◆ Exercise aim ◆
Recast the entries below as a JSON list of strings, with one string per line and blank lines omitted.

◆ Data for this task ◆
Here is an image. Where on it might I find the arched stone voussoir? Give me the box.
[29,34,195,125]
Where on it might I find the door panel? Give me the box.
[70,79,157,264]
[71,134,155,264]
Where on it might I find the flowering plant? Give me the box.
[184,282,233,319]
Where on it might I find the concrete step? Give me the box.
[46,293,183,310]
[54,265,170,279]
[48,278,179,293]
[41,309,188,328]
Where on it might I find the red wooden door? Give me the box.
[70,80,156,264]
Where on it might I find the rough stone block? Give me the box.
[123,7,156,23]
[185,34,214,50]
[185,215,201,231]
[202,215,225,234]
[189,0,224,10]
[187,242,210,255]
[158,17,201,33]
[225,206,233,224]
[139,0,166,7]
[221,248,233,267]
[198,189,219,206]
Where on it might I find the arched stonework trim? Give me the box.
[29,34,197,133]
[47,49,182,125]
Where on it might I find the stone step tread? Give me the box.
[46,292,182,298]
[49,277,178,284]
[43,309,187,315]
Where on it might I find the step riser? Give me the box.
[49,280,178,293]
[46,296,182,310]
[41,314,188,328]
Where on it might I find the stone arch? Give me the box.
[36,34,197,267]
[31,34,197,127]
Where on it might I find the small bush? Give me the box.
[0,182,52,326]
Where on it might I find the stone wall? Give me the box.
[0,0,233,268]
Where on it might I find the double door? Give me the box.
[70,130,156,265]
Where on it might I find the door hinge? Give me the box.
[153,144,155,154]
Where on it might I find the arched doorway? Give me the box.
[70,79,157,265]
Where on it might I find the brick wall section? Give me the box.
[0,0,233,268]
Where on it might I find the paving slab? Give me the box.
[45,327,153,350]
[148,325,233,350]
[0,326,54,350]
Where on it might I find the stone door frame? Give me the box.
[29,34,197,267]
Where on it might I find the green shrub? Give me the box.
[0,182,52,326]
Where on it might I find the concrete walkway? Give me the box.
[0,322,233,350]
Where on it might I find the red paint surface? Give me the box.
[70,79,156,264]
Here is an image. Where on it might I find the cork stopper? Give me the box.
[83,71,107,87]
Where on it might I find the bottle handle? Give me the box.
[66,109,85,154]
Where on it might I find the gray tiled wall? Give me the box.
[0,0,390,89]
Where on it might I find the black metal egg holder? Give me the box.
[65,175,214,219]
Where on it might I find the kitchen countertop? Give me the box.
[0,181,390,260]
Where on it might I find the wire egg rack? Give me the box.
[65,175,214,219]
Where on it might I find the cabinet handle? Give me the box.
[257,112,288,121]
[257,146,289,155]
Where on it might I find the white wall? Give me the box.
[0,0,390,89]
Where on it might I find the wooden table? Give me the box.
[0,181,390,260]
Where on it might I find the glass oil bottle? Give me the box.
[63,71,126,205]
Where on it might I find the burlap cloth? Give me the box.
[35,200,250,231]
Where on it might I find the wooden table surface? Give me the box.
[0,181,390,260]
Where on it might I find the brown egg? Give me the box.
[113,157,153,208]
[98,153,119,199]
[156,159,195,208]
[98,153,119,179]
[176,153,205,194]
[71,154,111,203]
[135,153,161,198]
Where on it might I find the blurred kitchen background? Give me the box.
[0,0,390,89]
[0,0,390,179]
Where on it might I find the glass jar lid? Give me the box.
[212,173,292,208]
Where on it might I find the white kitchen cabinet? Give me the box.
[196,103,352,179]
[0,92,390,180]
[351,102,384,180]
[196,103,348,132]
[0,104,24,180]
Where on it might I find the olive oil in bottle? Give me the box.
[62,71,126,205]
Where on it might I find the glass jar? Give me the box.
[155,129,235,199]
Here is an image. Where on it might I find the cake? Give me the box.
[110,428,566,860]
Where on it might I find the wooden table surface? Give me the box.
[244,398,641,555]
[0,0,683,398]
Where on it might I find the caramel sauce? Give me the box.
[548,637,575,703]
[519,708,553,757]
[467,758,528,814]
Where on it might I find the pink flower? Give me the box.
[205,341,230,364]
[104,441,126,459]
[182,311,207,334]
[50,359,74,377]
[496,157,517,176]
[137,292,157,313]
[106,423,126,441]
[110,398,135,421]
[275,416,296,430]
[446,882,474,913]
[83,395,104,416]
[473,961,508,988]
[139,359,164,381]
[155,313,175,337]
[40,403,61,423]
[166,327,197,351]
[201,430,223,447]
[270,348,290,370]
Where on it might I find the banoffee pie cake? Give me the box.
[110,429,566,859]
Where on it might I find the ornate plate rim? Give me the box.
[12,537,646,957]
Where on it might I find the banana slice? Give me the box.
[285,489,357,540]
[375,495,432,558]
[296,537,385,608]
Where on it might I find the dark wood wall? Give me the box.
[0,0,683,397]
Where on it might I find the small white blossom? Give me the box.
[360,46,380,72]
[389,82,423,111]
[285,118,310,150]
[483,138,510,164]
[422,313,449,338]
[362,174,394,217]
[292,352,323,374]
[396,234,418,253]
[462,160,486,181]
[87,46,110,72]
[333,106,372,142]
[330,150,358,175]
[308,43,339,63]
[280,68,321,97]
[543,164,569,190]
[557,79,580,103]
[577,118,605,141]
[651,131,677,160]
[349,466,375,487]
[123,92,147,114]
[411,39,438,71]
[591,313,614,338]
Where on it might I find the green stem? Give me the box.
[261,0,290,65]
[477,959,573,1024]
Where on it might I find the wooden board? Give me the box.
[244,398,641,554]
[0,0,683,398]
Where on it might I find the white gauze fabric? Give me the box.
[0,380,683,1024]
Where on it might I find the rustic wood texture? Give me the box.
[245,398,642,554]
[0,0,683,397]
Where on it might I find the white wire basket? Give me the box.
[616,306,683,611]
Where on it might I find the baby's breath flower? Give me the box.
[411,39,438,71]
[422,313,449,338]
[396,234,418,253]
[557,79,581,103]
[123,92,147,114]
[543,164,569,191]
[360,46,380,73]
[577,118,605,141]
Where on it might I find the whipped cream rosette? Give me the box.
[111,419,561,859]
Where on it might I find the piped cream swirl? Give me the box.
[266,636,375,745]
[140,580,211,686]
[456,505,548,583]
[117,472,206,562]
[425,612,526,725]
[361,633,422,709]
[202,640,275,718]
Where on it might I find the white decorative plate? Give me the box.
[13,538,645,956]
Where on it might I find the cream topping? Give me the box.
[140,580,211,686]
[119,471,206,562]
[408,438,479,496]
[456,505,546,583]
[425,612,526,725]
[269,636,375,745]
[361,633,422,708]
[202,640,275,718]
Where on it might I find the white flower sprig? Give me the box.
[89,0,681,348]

◆ Problem solution ◆
[
  "Here is an image. Where on it might I find the arched stone voussoir? Give me the box.",
  "[29,34,195,125]",
  "Where on it might I find the door panel? Give me the box.",
  "[70,79,157,264]",
  "[71,134,155,264]",
  "Where on it might I find the flowering plant? Give me the box.",
  "[184,282,233,319]",
  "Where on it might I find the concrete step? Give me the box.",
  "[46,293,183,310]",
  "[54,265,170,279]",
  "[48,278,179,293]",
  "[41,309,188,328]",
  "Where on it might I find the red wooden door? Give me the box.",
  "[70,80,156,264]",
  "Where on it might I find the rough stone block? Give me the box.",
  "[123,7,156,23]",
  "[185,34,214,50]",
  "[185,215,201,231]",
  "[202,215,225,234]",
  "[189,0,224,10]",
  "[187,242,210,255]",
  "[158,17,201,33]",
  "[225,206,233,224]",
  "[139,0,166,7]",
  "[221,248,233,267]",
  "[198,189,219,206]",
  "Where on it might I find the arched stonework trim? Give me the box.",
  "[29,34,197,133]",
  "[47,49,182,125]",
  "Where on it might I find the stone step tread? Give me the box.",
  "[46,292,182,298]",
  "[49,277,178,284]",
  "[43,309,187,315]",
  "Where on it might I find the step riser? Give me the box.",
  "[49,280,178,293]",
  "[46,296,182,310]",
  "[41,314,188,328]",
  "Where on it might I find the stone arch? Give me the box.",
  "[36,34,197,267]",
  "[31,34,197,127]",
  "Where on it might I find the small bush? Give me the box.",
  "[0,182,52,326]",
  "Where on it might I find the stone wall? Give me the box.",
  "[0,0,233,268]",
  "Where on it might I find the double door? Give me the box.",
  "[70,130,156,265]",
  "Where on it might I find the door hinge? Give me the box.",
  "[153,144,155,154]",
  "Where on it might I find the arched doorway? Give me the box.",
  "[70,79,157,265]",
  "Where on it might I find the brick wall section? Give me the box.",
  "[0,0,233,268]",
  "Where on it might I find the paving slab? Give me the box.",
  "[45,327,153,350]",
  "[148,325,233,350]",
  "[0,326,54,350]",
  "Where on it might I find the stone door frame? Give me the box.",
  "[29,34,197,267]",
  "Where on it might I find the green shrub? Give me the box.",
  "[0,182,52,326]",
  "Where on it might I find the concrete walkway? Give me the box.",
  "[0,322,233,350]",
  "Where on it might I find the red paint surface? Give me the box.",
  "[70,79,156,264]",
  "Here is an image. Where on it might I find the cork stopper? Give me the box.",
  "[83,71,107,87]",
  "Where on it might I find the bottle handle? Give me the box.",
  "[66,109,85,154]",
  "Where on it might I find the gray tiled wall? Give me the box.",
  "[0,0,390,89]",
  "Where on it might I find the black metal egg holder? Give me the box.",
  "[65,175,214,219]",
  "Where on it might I find the kitchen countertop? Give me the box.",
  "[0,181,390,260]",
  "Where on it might I find the wire egg rack? Give me the box.",
  "[65,175,214,219]",
  "Where on it might I find the cabinet handle? Give me the box.",
  "[257,112,288,121]",
  "[257,146,289,155]",
  "Where on it might I find the white wall? Give me the box.",
  "[0,0,390,89]",
  "Where on it might I find the wooden table? Give me the box.",
  "[0,181,390,260]",
  "Where on it might I find the glass oil bottle? Give me the box.",
  "[63,71,126,205]",
  "Where on it might I find the burlap cloth? Give me the box.",
  "[35,200,250,231]",
  "Where on it might I find the wooden table surface? Give me the box.",
  "[0,181,390,260]",
  "Where on it might I find the brown egg? Give me the box.",
  "[113,157,153,208]",
  "[98,153,119,199]",
  "[156,159,195,208]",
  "[98,153,119,179]",
  "[176,153,205,194]",
  "[71,154,111,203]",
  "[135,153,161,198]",
  "Where on it might I find the blurred kitchen background? Give me the box.",
  "[0,0,390,89]",
  "[0,0,390,179]",
  "Where on it might I find the glass jar lid? Give me the box.",
  "[212,173,292,208]",
  "Where on it might I find the white kitchen cabinet? Give me the box.",
  "[196,103,352,179]",
  "[0,92,390,180]",
  "[351,102,384,180]",
  "[196,103,348,132]",
  "[0,104,24,180]",
  "Where on it might I find the olive oil in bottle? Give me the box.",
  "[62,71,126,205]",
  "Where on it might I find the glass jar? Give me the box.",
  "[155,129,235,199]",
  "Here is an image. Where on it might I find the cake? Give me the box.",
  "[110,428,566,860]",
  "Where on it might I find the wooden table surface? Give me the box.",
  "[244,398,641,555]",
  "[0,0,683,398]",
  "Where on it might I find the caramel sauce? Give me the box.",
  "[548,637,575,703]",
  "[519,708,553,757]",
  "[467,758,528,814]",
  "Where on it might I find the pink flower? Give me the box.",
  "[205,341,230,364]",
  "[104,441,126,459]",
  "[182,311,207,334]",
  "[50,359,74,377]",
  "[496,157,517,176]",
  "[137,292,157,313]",
  "[106,423,126,441]",
  "[110,398,135,421]",
  "[275,416,296,430]",
  "[446,882,474,913]",
  "[83,395,104,416]",
  "[473,961,508,988]",
  "[139,359,164,381]",
  "[155,313,175,337]",
  "[40,403,61,423]",
  "[166,327,197,351]",
  "[201,430,223,447]",
  "[270,348,290,370]",
  "Where on it might I find the banoffee pie cake? Give me the box.",
  "[110,429,566,859]",
  "Where on it might I find the ornate plate rim? Give me the box.",
  "[12,537,646,957]",
  "Where on it might I find the banana slice? Give me the box.",
  "[285,489,357,540]",
  "[375,495,432,558]",
  "[296,537,385,608]",
  "Where on it might I find the dark wood wall? Give me the box.",
  "[0,0,683,397]",
  "Where on it might I find the small white blossom? Give me the box.",
  "[360,46,380,72]",
  "[389,82,423,111]",
  "[285,118,310,150]",
  "[483,138,510,164]",
  "[422,313,449,338]",
  "[362,174,394,217]",
  "[292,352,323,374]",
  "[396,234,418,253]",
  "[462,160,486,181]",
  "[87,46,110,72]",
  "[333,106,372,142]",
  "[330,150,358,175]",
  "[308,43,339,63]",
  "[280,68,321,97]",
  "[543,164,569,190]",
  "[557,79,580,103]",
  "[577,118,605,141]",
  "[651,131,677,160]",
  "[349,466,375,487]",
  "[123,92,147,114]",
  "[411,39,438,71]",
  "[591,313,614,338]",
  "Where on it might I find the green stem? Give me the box.",
  "[261,0,290,65]",
  "[477,959,573,1024]",
  "Where on it might I find the wooden board? Give me the box.",
  "[244,398,641,554]",
  "[0,0,683,398]",
  "Where on it might I find the white gauze fabric? Give me the box.",
  "[0,380,683,1024]",
  "Where on it might I find the rustic wood texture? Give me the box.",
  "[245,398,642,554]",
  "[0,0,683,397]",
  "Where on it might I find the white wire basket? Give me the box.",
  "[616,306,683,611]",
  "Where on it might I find the baby's breath flower? Give me the box.",
  "[411,39,438,71]",
  "[422,313,449,338]",
  "[396,234,418,253]",
  "[557,79,581,103]",
  "[123,92,147,114]",
  "[543,164,569,191]",
  "[360,46,380,73]",
  "[577,118,605,141]",
  "Where on it might I find the whipped cream rosette? Give me the box.",
  "[111,419,561,859]",
  "Where on it might I find the piped cream swirl? Give me the box.",
  "[266,636,375,745]",
  "[140,580,211,686]",
  "[456,505,548,583]",
  "[117,472,206,562]",
  "[425,612,526,725]",
  "[361,633,422,709]",
  "[202,640,275,718]",
  "Where on it might I find the white decorative plate? Give me the box.",
  "[13,538,645,956]",
  "Where on it might I find the cream topping? Give me the box.",
  "[140,580,211,686]",
  "[119,471,206,562]",
  "[408,438,479,496]",
  "[456,505,546,583]",
  "[425,612,526,725]",
  "[269,636,375,745]",
  "[361,633,422,708]",
  "[202,640,275,718]",
  "Where on it might I find the white flower sprig? Give me the box.",
  "[89,0,681,348]"
]